_PROBLEM DESCRIPTION_
Repeat the data word for word, from its start through the line that contains "181,573,213,583", with that line included. Leave the pictures out of your answer.

_MATERIAL FOR THIS TASK_
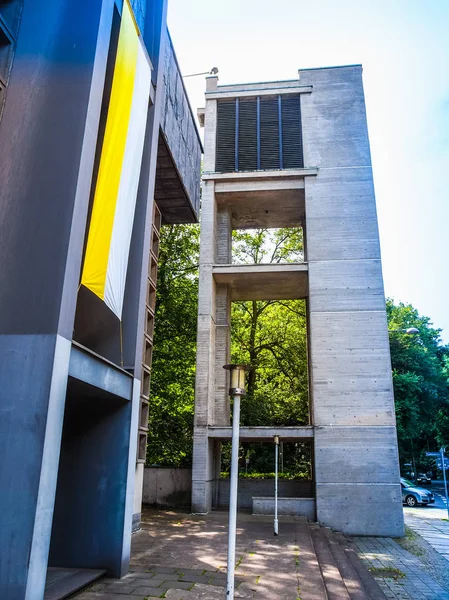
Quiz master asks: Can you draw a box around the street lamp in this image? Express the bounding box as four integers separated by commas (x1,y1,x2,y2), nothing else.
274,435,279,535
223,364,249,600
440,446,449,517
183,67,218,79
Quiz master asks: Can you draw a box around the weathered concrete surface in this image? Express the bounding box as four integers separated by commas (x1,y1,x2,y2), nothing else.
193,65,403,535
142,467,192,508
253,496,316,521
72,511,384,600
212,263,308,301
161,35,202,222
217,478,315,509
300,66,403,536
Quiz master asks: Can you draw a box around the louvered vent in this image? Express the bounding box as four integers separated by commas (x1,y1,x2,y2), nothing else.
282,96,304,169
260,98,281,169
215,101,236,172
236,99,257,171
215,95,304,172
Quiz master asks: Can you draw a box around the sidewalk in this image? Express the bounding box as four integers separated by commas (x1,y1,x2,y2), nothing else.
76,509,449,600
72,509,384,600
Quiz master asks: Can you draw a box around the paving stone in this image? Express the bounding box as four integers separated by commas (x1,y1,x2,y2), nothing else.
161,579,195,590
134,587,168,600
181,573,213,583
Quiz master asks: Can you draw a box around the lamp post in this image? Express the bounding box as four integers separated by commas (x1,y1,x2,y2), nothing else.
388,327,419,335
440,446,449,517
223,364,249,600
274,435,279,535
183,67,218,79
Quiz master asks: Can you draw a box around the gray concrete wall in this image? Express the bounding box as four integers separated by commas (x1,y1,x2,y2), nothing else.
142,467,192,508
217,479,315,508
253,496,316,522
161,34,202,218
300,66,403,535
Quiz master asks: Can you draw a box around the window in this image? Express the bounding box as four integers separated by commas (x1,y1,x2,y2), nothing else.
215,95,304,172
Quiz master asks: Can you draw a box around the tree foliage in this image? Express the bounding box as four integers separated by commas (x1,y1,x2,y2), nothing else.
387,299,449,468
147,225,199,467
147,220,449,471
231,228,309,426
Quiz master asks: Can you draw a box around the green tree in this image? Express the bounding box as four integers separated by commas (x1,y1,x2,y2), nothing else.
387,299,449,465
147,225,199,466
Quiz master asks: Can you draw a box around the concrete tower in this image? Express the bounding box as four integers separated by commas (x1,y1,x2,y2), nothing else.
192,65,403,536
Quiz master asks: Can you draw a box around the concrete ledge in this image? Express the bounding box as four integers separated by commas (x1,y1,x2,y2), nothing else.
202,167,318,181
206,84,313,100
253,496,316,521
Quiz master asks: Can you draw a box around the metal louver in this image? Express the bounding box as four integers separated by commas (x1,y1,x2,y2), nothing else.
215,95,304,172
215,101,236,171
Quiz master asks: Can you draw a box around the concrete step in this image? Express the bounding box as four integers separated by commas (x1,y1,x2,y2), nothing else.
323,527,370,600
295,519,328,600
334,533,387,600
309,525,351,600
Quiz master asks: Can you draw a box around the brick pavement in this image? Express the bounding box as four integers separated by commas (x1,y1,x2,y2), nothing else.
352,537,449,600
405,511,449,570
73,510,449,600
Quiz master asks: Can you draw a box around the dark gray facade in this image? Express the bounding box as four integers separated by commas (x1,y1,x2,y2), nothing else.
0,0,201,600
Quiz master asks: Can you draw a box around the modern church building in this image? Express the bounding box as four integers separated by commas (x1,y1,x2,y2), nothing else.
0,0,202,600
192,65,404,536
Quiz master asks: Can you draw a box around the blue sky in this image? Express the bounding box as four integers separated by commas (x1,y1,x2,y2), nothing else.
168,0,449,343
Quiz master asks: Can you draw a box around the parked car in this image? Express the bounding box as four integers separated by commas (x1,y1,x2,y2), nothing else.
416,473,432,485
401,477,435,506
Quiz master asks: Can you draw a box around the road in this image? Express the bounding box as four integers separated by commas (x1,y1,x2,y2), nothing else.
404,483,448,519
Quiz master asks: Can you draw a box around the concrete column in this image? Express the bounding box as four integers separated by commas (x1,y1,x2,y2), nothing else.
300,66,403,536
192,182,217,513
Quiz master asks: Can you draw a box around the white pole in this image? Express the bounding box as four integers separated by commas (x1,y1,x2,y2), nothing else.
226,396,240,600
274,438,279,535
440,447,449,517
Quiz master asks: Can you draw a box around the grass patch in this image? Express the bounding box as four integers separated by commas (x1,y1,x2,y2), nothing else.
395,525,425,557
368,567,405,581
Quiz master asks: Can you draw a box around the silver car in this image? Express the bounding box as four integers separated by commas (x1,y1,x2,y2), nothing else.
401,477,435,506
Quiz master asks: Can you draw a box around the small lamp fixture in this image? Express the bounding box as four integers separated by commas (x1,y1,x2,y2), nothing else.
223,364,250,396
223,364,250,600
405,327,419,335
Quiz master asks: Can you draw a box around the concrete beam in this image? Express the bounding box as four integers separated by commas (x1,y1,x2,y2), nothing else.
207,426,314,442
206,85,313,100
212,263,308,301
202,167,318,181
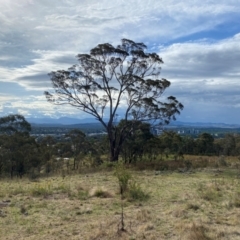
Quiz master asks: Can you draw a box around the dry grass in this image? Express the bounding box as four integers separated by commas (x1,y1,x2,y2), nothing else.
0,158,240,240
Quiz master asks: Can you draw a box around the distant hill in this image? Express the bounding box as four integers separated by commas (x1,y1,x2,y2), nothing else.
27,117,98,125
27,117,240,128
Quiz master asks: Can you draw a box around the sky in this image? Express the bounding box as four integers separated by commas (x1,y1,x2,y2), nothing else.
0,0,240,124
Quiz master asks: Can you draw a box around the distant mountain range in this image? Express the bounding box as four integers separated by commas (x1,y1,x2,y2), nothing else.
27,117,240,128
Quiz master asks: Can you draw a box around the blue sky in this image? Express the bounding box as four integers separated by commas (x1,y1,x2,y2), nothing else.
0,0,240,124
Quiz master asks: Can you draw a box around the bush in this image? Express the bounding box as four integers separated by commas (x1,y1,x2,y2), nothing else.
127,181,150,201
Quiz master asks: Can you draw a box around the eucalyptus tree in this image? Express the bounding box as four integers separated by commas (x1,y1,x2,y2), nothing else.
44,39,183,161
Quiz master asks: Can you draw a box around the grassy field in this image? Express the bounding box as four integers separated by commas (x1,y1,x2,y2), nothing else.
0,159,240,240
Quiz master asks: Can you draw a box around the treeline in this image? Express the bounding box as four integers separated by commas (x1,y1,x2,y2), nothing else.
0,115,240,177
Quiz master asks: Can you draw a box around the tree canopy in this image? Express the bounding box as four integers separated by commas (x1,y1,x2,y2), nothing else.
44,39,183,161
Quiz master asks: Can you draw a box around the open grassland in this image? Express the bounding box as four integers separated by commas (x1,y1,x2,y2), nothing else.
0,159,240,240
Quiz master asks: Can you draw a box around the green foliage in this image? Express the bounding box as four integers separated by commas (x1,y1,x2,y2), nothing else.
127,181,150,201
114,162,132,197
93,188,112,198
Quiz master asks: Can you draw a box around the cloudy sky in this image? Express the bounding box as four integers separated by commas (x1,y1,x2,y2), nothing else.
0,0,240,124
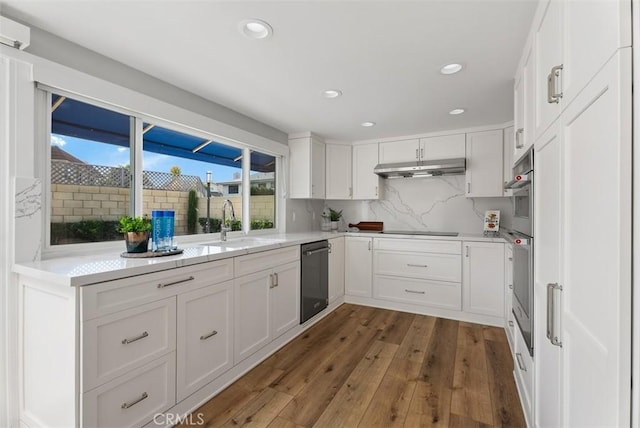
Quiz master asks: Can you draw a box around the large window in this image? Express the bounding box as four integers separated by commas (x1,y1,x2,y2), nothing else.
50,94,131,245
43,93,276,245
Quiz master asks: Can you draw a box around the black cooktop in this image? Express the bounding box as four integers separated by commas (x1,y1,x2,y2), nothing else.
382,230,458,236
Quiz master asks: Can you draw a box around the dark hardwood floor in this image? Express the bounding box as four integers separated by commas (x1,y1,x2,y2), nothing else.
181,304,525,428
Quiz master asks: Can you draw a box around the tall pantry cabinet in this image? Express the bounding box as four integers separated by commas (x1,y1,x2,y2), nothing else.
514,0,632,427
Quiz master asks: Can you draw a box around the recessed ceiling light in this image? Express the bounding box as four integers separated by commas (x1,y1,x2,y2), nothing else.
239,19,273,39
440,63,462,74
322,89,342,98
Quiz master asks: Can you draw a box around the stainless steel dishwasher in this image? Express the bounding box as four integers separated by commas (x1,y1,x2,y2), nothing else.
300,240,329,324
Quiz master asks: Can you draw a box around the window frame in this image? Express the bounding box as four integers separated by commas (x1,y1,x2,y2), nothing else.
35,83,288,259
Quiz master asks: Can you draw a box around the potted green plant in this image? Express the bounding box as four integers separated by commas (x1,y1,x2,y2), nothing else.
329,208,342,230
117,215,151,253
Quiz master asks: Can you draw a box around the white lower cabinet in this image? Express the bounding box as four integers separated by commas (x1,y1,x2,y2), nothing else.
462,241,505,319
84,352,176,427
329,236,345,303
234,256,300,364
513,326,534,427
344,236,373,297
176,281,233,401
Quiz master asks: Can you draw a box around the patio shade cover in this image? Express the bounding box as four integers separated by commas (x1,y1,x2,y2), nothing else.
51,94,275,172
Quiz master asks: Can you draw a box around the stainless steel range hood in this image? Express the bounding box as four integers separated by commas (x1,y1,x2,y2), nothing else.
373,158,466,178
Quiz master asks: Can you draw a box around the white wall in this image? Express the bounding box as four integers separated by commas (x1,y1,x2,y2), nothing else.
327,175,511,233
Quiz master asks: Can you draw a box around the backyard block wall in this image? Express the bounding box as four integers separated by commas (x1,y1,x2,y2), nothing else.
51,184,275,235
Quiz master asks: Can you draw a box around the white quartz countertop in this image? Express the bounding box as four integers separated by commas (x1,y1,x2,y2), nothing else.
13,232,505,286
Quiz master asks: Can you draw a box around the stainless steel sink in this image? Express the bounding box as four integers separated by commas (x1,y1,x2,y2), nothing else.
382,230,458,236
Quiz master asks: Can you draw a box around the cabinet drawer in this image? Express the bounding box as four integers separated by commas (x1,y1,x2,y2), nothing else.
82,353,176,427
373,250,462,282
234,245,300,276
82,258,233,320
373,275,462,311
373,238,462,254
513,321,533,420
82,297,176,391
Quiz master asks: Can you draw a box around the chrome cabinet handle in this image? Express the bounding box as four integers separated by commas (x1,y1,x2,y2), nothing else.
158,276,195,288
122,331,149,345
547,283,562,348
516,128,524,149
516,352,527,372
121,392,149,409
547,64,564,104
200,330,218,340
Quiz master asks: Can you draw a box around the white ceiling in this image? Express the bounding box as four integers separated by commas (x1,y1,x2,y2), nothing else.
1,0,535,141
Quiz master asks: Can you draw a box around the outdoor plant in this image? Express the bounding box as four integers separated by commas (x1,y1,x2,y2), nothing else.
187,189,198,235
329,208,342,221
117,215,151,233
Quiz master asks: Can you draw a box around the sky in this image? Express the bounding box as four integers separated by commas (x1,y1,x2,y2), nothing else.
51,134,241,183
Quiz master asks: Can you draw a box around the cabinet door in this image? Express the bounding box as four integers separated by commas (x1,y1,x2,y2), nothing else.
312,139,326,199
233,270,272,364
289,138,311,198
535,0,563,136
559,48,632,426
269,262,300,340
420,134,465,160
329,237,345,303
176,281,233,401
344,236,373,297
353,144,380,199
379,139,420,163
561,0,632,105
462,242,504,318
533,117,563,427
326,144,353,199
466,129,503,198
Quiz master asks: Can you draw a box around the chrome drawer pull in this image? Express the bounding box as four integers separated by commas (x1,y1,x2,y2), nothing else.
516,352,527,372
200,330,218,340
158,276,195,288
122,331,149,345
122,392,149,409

_SOLUTION TO THE EXERCISE_
Quiz master asks: Can you draw a box around the street lamp in this image? Express the bounding box as four integers separated by commas (x1,y1,x2,y2), nothing else.
274,435,279,535
223,364,249,600
440,446,449,517
183,67,218,79
Quiz master asks: Can you draw a box around the weathered concrete surface in this image? Express the bounding box as four integers separated by commas (x1,y1,x2,y2), nothing else.
193,65,403,535
142,467,192,508
253,496,316,521
72,511,384,600
212,263,308,301
161,35,202,222
217,478,315,509
300,66,403,536
Quiz master asks: Can you draw a box around the louvered vent in this image? Express the bounding box as four integers separated by commas (x1,y1,x2,y2), nothing else.
282,96,304,169
260,98,281,169
215,101,236,172
236,99,257,171
215,95,304,172
Quiz master asks: Can you draw a box around the sidewalk in this image? Express the bounding box as four integers separated by commas (x1,y1,x2,y2), nothing else.
76,509,449,600
72,509,384,600
Quiz master asks: Can you draw a box around the paving stone in this image? Express the bounding box as four integers separated by commas (x1,y1,x2,y2), nothing else.
161,579,195,590
134,587,168,600
181,573,213,583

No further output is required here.